- REQUIREMENT
Reproduce only the lines from the one containing "Where can the recessed" through the end of the data, exactly as they stand.

[Point-per-instance localization data]
-*-*-

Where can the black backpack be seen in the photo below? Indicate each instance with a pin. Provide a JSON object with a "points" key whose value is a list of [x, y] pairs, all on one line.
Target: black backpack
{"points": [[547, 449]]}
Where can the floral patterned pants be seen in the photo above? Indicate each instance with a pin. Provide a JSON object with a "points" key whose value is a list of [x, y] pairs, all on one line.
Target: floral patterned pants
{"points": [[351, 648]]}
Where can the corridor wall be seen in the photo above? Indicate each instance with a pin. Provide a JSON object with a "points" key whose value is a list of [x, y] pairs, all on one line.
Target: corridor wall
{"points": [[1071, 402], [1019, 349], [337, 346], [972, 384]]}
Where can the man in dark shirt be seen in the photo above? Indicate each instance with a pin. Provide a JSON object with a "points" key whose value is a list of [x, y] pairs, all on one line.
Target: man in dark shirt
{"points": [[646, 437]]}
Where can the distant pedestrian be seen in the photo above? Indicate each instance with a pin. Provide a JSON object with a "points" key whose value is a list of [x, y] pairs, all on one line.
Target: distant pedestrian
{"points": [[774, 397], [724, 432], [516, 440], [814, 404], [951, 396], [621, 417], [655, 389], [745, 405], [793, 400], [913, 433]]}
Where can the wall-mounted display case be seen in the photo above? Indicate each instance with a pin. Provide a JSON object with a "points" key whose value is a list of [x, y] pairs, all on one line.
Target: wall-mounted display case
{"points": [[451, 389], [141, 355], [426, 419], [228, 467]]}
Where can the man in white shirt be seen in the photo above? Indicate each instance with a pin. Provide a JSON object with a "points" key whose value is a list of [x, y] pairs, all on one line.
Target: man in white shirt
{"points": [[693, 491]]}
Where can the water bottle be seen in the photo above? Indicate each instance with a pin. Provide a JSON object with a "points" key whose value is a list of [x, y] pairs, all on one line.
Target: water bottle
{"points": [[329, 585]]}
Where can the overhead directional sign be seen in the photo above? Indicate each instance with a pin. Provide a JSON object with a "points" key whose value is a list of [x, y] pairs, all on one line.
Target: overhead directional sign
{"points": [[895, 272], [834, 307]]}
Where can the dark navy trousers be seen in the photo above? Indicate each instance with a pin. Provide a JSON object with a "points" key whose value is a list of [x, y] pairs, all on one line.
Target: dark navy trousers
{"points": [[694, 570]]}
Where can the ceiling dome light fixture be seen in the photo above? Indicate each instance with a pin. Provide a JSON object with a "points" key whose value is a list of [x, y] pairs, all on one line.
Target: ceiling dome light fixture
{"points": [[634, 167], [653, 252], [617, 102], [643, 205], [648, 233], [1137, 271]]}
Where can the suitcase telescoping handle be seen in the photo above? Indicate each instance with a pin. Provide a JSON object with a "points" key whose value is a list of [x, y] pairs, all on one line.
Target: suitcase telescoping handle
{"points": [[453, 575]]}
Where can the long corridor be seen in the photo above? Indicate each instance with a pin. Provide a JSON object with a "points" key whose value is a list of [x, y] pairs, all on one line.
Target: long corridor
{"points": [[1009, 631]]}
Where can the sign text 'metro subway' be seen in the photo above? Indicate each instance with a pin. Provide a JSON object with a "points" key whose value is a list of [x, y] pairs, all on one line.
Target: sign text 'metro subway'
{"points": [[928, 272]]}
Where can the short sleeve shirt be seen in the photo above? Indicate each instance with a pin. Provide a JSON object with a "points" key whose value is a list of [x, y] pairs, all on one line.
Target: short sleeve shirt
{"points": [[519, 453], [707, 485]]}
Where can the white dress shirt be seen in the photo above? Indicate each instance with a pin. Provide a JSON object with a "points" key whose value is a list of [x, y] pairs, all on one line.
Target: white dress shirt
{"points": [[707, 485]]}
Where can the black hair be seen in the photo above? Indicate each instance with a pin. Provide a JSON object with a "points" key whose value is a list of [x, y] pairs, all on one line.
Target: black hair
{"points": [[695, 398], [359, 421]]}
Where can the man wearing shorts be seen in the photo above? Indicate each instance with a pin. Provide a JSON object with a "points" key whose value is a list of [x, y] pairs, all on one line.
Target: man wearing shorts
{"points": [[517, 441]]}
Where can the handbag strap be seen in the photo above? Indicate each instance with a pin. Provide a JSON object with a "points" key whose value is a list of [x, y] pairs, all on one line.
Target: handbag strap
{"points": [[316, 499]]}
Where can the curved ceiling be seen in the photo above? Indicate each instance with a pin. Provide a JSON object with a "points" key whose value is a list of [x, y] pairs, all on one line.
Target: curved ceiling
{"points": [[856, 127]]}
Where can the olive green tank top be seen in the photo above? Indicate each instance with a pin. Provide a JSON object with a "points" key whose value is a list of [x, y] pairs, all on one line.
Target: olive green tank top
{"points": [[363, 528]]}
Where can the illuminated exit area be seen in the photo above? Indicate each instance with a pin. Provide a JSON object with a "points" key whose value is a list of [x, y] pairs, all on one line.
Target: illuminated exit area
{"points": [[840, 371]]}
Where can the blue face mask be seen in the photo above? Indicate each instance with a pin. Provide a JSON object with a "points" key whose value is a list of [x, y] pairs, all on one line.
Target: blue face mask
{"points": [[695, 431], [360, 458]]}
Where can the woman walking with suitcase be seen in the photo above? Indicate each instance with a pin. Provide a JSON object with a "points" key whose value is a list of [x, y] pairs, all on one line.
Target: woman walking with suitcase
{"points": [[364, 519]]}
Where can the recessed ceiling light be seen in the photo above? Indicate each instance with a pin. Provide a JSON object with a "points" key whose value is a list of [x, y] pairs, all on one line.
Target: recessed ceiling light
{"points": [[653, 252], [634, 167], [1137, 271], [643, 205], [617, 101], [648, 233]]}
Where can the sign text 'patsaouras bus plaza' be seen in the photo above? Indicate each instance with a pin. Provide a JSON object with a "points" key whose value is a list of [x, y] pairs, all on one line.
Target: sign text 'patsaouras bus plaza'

-*-*-

- TASK OUTPUT
Where can the recessed ceiling light be seen in the photo above? Indicate each instance with a pin. Provide a JSON object with a "points" key whose value is a list of [x, y] pairs, all on one line.
Target: recessed ceiling light
{"points": [[653, 252], [634, 167], [1137, 271], [643, 205], [617, 101], [648, 233]]}
Where can the sign text 'patsaouras bus plaza' be seen in the photo above? Indicate each instance with a pin. Provide a JSON object with a "points" key whose value is a list of [x, y] pairs, all on one line.
Target: sign text 'patsaouras bus plaza'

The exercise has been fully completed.